═══ TEXT SHOWN
Counsel for the respondent submitted that appeals on costs are only to be entertained where the award is manifestly wrong or a substantial injustice is disclosed. It was said that the award for costs made by the magistrate was not manifestly wrong and that no substantial injustice to the appellant has been disclosed. It was said that the order for costs made in favour of the appellant indemnified him against the expense to which he was put by reason of the legal proceedings and was therefore appropriate.
With respect to the proper construction of section 20 of the Legal Services Commission Act, counsel for the respondent submitted that the phrase,
may not take into account the fact that that person is an assisted person and is for that reason relieved wholly or in part from liability to pay costs,
in section 20(1) indicates that the section only applies to ensure that an assisted person is not relieved from the liability to pay costs. Therefore, it was said, section 20 deals with the liability of the assisted person to pay costs and not with such person’s entitlement to receive costs; the effect of this argument being that the general principles in relation to costs remain unchanged, namely that costs are awarded to indemnify a person for expenses incurred due to legal proceedings.
It was further submitted that the phrase “any such costs received or recovered” in section 20(2) does not limit the discretion invested in the magistrate by section 189(1) of the Summary Procedure Act to award such costs for or against a party as the magistrate thinks fit.
Accordingly, counsel for the respondent submitted that the order for costs made by the magistrate should not be interfered with. It was said that the appellant has not demonstrated that the quantum of the award was manifestly wrong and that no substantial injustice has been disclosed.
Construction of Section 20
On both a literal and purposive construction of section 20 of the Legal Services Commission Act, it is clear that the intended application of the provision is to remove the fact that a person is a recipient of legal aid from those matters that are relevantly considered in the determination of a question of costs.
The phrase, “in favour of, or against, an assisted person,” in subsection (1) indicates that the section is to apply in respect of an assisted person’s liability to pay costs and entitlement to receive costs.
══════
= REQUIRED TASK 1 =
In the costs passage, which provision of the Summary Procedure Act gives the magistrate discretion to award costs?
═══ SUPPLIED ENTRIES
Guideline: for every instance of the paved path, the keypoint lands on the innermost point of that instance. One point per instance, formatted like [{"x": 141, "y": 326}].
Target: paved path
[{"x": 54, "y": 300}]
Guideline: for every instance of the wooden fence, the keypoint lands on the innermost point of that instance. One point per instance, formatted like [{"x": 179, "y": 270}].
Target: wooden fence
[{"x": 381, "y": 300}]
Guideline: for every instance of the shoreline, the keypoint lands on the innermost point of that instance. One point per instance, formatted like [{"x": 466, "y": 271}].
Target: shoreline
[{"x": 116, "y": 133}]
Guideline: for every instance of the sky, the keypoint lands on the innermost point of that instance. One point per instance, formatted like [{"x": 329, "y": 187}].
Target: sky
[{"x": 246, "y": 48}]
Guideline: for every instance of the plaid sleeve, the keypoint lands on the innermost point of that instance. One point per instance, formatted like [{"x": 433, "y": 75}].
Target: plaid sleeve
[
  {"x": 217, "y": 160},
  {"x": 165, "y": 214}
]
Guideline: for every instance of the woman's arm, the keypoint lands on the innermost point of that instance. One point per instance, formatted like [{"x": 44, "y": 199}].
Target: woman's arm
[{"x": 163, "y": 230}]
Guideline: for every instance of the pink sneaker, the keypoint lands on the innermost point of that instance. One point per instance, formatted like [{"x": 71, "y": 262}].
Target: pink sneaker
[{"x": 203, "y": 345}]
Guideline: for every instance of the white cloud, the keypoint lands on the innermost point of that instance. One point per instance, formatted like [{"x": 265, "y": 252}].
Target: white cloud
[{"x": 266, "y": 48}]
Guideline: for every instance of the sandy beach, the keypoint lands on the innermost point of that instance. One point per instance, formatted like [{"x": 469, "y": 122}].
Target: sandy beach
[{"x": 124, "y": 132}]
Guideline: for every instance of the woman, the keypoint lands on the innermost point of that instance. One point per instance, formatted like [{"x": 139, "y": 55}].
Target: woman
══════
= REQUIRED TASK 2 =
Rewrite the records as a numbered list, starting at the line that contains "Guideline: for every instance of the sky, the" and ending at the final line of the records, with no blank lines.

= EXERCISE SOLUTION 1 =
Section 189(1)

= EXERCISE SOLUTION 2 =
1. Guideline: for every instance of the sky, the keypoint lands on the innermost point of that instance. One point per instance, formatted like [{"x": 329, "y": 187}].
2. Target: sky
3. [{"x": 246, "y": 48}]
4. Guideline: for every instance of the plaid sleeve, the keypoint lands on the innermost point of that instance. One point per instance, formatted like [{"x": 433, "y": 75}].
5. Target: plaid sleeve
6. [
7.   {"x": 217, "y": 160},
8.   {"x": 165, "y": 214}
9. ]
10. Guideline: for every instance of the woman's arm, the keypoint lands on the innermost point of that instance. One point per instance, formatted like [{"x": 44, "y": 199}].
11. Target: woman's arm
12. [{"x": 163, "y": 230}]
13. Guideline: for every instance of the pink sneaker, the keypoint lands on the innermost point of that instance. One point per instance, formatted like [{"x": 71, "y": 262}].
14. Target: pink sneaker
15. [{"x": 203, "y": 345}]
16. Guideline: for every instance of the white cloud, the keypoint lands on the innermost point of that instance. One point per instance, formatted like [{"x": 265, "y": 252}].
17. Target: white cloud
18. [{"x": 266, "y": 48}]
19. Guideline: for every instance of the sandy beach, the keypoint lands on the innermost point of that instance. One point per instance, formatted like [{"x": 469, "y": 122}].
20. Target: sandy beach
21. [{"x": 124, "y": 132}]
22. Guideline: for every instance of the woman, the keypoint lands on the innermost point of that instance. One point per instance, formatted like [{"x": 139, "y": 55}].
23. Target: woman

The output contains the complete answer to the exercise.